─── EXERCISE DATA ───

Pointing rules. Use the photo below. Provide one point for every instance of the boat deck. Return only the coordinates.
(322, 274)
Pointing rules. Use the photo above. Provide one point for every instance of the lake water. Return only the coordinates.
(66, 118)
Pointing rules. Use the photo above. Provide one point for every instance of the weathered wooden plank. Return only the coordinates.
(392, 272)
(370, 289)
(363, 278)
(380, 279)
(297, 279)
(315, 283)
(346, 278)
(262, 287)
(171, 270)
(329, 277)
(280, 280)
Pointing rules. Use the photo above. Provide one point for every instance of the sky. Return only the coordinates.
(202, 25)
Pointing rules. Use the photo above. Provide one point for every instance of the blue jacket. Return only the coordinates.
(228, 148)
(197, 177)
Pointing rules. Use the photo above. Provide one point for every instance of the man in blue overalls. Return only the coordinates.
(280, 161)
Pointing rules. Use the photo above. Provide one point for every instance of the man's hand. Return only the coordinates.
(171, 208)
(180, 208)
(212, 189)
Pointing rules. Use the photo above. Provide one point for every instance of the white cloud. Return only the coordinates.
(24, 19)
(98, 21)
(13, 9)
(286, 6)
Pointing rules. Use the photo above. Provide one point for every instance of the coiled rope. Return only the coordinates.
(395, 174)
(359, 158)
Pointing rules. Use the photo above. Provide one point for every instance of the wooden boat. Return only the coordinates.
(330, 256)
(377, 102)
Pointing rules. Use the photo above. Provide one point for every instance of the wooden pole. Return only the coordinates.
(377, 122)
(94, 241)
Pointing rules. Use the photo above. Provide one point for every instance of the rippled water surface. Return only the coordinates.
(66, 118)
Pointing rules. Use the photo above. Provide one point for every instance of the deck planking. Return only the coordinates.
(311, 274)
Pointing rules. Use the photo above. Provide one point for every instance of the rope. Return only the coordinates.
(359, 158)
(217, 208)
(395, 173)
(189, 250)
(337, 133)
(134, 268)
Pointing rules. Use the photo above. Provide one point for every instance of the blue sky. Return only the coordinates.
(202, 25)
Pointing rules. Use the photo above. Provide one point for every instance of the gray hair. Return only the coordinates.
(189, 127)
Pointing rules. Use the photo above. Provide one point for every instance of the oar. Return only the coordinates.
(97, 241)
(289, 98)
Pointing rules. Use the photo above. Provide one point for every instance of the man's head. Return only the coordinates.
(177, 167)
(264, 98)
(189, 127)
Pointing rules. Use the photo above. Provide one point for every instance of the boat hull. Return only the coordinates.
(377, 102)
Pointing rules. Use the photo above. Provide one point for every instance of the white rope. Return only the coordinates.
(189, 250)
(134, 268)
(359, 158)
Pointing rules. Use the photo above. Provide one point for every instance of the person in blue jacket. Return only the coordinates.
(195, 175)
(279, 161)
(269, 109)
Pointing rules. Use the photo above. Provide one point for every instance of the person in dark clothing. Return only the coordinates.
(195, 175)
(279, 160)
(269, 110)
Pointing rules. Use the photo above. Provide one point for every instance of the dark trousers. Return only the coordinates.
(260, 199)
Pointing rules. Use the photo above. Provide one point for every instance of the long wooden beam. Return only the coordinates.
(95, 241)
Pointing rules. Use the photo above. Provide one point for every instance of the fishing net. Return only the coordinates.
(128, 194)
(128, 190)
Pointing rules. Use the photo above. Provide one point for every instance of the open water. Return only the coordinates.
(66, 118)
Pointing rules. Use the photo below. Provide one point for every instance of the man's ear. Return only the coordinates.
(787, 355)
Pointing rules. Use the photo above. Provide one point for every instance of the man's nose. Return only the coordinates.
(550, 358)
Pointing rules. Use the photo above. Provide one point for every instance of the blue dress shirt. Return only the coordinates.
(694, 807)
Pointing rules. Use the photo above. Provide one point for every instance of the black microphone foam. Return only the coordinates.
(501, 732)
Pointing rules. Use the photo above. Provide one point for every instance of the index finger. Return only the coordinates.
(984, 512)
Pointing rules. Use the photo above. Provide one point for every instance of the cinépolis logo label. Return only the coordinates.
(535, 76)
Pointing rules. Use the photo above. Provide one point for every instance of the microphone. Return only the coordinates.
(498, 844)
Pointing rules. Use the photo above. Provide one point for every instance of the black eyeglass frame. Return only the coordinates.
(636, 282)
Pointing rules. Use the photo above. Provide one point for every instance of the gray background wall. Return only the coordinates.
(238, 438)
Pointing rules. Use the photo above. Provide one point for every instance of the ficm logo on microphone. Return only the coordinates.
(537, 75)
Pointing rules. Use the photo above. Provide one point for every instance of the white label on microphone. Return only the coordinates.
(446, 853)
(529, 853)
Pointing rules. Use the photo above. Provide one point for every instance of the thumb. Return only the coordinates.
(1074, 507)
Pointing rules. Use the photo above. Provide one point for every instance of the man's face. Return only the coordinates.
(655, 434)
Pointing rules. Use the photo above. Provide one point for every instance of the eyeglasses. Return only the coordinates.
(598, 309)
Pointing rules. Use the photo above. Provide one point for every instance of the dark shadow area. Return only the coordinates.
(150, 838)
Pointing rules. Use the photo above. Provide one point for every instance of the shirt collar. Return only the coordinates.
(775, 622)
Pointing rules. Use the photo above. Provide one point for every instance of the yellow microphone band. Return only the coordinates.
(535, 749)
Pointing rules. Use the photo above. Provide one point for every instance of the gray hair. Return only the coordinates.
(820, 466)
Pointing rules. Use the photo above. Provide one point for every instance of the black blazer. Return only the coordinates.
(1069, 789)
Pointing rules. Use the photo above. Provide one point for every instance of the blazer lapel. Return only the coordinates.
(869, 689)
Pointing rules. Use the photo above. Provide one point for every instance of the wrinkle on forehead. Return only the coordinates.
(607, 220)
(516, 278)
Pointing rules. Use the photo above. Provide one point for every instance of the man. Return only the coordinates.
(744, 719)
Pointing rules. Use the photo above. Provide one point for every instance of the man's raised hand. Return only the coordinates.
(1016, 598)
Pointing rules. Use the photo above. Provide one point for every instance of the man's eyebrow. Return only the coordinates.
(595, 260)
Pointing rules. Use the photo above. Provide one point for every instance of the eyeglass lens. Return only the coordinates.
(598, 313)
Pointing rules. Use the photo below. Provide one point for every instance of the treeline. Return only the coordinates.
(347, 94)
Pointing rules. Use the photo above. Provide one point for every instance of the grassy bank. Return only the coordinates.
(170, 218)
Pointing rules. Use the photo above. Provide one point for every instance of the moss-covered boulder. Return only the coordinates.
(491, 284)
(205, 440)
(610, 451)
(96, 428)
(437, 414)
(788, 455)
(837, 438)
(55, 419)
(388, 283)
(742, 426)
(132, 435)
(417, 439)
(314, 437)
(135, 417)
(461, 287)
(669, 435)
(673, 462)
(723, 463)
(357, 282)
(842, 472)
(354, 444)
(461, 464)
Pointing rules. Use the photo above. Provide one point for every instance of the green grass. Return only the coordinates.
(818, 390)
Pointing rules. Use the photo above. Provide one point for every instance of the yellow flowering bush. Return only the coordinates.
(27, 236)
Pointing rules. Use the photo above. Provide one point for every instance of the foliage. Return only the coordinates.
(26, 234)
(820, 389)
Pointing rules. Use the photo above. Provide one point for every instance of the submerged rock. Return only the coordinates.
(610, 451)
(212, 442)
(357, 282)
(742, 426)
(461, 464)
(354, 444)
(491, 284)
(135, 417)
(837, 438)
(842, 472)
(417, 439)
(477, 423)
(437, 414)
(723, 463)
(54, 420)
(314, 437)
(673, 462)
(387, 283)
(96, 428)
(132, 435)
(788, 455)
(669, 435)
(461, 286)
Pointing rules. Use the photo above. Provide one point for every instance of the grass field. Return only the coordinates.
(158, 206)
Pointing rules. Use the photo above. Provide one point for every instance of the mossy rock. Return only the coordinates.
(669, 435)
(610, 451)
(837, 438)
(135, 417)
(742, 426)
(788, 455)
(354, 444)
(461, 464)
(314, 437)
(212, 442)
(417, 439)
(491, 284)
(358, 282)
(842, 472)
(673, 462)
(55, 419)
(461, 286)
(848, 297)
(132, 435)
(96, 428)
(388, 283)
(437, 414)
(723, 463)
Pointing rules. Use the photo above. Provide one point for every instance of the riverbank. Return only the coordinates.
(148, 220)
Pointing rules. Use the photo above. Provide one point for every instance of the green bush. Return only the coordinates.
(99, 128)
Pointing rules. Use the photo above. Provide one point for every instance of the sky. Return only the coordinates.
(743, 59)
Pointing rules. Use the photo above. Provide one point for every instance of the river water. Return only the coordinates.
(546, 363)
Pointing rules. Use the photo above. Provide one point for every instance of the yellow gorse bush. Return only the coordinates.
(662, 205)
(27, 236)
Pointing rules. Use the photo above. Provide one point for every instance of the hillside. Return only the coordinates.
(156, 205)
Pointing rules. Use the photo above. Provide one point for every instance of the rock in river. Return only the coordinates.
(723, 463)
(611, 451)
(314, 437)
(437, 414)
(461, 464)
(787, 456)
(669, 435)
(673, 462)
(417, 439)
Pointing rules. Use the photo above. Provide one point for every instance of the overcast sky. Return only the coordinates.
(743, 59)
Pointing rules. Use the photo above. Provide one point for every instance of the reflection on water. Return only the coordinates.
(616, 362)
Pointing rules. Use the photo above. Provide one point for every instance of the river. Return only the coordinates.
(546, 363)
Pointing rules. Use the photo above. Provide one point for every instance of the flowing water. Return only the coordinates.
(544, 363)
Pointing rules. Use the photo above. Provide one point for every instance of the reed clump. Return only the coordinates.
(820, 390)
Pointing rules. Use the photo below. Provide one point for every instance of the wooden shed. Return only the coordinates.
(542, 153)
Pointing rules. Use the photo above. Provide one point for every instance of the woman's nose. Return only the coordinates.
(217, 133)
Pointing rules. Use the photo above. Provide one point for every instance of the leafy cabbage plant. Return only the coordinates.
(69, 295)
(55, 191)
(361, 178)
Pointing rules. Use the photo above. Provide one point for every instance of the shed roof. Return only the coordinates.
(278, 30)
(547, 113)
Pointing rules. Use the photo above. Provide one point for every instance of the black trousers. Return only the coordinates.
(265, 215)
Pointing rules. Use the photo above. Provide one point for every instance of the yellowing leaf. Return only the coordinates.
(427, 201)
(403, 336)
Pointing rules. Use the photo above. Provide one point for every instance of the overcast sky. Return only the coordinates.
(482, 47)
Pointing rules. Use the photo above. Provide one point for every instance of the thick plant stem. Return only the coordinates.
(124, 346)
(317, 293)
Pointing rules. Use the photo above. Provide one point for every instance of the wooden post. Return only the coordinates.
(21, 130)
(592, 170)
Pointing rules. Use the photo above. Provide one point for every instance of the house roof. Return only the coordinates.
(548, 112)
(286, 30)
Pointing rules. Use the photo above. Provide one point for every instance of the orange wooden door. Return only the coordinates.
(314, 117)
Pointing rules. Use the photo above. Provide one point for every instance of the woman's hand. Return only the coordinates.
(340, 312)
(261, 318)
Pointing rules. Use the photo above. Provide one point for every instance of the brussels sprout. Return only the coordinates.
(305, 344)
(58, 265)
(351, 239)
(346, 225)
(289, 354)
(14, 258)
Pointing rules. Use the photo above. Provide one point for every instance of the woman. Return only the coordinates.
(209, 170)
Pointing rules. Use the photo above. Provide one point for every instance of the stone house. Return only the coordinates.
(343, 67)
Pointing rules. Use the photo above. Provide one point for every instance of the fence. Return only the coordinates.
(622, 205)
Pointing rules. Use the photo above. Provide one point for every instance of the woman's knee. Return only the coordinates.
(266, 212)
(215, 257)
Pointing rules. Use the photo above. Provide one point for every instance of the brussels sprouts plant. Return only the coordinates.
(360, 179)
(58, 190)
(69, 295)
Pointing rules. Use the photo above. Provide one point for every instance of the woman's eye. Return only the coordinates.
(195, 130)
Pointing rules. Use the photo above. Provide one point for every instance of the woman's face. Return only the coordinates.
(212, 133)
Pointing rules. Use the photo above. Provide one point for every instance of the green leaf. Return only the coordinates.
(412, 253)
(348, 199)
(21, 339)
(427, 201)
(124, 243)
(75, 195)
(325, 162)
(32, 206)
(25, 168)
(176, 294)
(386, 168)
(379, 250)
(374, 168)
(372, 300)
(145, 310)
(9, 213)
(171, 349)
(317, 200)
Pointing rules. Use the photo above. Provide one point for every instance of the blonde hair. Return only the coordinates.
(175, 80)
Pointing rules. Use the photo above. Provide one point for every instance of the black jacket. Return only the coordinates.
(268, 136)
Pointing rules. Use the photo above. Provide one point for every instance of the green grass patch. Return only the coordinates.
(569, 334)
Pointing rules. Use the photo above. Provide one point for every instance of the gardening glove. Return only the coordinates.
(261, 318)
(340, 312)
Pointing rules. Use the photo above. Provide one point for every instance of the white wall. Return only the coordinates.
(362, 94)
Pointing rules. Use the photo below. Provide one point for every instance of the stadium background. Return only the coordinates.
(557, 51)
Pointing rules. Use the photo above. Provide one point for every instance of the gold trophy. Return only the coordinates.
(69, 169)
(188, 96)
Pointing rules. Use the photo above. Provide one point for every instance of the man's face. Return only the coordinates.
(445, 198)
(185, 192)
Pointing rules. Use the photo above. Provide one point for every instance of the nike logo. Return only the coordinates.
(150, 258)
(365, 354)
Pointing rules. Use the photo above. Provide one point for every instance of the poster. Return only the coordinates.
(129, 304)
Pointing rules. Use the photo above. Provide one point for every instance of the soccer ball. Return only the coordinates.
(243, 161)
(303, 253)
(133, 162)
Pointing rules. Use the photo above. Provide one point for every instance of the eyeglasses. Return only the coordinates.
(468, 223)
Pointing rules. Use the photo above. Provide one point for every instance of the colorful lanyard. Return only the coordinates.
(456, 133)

───

--- THE PROBLEM ---
Give back the lines of the listing from the one with "trophy. Return only the coordinates." through the end, both included, exactly as written and with nothing added.

--- ANSWER TO THE TASK ---
Pointing rules. Use the photo above. Provide one point for every instance of the gold trophy. Return only the coordinates.
(69, 169)
(188, 96)
Pointing rules. Use the photo above. Provide one point for every instance of the man's face. Return only the coordinates.
(445, 198)
(185, 192)
Pointing rules. Use the photo above. Provide one point for every instance of the nike logo. Return only the coordinates.
(150, 258)
(365, 354)
Pointing rules. Use the photo above. Provide one point for every instance of the poster. Return only the coordinates.
(129, 304)
Pointing rules. Use the photo above. Provide one point for every instance of the soccer ball. Return only the coordinates.
(243, 161)
(303, 253)
(133, 162)
Pointing rules. Use the photo above. Provide one point for every instance of the eyeglasses. Return only the coordinates.
(468, 223)
Pointing rules. Use the photo above. Provide one point for every instance of the colorful lanyard. Return only the coordinates.
(456, 133)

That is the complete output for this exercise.